▶ [Task description]: Return, from the data below, each line that contains the word "colorful".
------ Material for this task
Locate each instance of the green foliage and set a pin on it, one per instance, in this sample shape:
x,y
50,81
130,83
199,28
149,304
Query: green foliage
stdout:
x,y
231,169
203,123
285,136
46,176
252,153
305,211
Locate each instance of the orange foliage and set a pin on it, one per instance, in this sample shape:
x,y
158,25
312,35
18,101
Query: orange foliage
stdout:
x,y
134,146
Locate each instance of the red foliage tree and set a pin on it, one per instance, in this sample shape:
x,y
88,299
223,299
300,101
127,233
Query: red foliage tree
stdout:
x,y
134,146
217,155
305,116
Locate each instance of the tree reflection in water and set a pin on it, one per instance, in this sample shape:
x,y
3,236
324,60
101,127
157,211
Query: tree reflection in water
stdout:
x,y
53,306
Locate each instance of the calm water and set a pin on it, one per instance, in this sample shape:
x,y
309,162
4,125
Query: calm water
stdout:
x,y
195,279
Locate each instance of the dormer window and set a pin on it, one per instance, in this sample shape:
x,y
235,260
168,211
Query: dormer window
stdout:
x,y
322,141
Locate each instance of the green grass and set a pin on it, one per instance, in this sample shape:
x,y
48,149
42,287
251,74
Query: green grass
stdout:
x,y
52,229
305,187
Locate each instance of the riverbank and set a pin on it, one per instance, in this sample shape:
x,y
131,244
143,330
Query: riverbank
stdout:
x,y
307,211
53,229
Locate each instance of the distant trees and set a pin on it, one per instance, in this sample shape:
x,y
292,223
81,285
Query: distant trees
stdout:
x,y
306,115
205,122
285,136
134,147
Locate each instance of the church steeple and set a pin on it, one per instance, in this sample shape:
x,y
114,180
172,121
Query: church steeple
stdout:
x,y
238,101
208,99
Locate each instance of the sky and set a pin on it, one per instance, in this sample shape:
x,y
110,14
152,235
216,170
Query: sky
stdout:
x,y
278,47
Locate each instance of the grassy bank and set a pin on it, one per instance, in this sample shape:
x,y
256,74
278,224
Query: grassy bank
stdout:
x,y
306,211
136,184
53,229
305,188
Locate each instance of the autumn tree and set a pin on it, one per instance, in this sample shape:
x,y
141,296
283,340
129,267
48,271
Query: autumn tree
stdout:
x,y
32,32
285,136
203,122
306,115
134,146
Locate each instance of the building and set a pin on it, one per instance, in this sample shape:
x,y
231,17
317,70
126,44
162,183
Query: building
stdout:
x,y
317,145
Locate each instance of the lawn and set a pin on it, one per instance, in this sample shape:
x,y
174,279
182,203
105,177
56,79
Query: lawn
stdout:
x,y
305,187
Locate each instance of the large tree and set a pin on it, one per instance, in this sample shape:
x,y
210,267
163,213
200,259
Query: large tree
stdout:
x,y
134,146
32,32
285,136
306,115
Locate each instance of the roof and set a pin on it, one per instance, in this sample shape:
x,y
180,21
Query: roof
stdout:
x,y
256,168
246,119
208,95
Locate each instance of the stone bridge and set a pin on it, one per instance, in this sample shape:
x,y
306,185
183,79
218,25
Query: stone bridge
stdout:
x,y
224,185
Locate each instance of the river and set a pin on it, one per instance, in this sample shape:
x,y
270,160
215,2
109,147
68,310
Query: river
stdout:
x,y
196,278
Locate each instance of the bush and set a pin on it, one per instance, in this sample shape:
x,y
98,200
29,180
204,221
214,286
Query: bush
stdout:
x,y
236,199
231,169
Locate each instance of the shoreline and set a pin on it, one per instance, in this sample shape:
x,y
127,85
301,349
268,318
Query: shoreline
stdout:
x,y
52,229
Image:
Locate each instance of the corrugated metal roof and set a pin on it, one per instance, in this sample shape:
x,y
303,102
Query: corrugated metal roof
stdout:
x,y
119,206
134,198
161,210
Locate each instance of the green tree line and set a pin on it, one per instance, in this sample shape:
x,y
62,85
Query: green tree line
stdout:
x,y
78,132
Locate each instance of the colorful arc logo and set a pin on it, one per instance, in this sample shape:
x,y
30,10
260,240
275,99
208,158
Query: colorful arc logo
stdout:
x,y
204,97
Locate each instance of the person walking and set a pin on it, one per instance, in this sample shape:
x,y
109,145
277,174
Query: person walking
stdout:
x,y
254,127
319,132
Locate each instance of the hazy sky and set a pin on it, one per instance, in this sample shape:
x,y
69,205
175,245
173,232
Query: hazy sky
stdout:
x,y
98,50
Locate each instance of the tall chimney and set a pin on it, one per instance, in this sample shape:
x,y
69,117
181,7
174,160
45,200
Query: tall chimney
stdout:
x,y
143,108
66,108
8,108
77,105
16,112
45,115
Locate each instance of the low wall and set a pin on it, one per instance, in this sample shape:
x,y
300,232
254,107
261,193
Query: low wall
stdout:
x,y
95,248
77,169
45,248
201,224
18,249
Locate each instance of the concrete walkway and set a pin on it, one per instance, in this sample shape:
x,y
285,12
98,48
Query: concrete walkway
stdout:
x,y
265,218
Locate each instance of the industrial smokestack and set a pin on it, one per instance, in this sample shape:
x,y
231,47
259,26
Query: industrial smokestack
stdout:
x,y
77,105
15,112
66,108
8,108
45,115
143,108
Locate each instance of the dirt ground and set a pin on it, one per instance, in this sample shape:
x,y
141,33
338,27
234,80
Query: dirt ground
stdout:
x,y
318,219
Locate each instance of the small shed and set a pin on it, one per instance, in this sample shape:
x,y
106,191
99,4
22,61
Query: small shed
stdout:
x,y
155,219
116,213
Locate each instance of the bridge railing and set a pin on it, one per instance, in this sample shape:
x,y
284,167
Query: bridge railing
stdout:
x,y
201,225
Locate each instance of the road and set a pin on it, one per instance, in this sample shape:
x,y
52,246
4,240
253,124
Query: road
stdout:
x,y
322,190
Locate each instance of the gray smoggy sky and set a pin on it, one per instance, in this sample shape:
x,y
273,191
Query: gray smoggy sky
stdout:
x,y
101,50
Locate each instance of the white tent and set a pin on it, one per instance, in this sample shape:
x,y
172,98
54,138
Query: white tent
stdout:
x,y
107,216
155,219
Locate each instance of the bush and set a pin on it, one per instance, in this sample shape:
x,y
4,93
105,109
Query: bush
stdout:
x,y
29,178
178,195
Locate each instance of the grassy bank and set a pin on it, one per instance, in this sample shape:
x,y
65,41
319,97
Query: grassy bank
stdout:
------------
▶ [Solution for this exercise]:
Locate each instance of the colorful arc logo and set a pin on it, one per instance, in this sample shape:
Query: colorful arc logo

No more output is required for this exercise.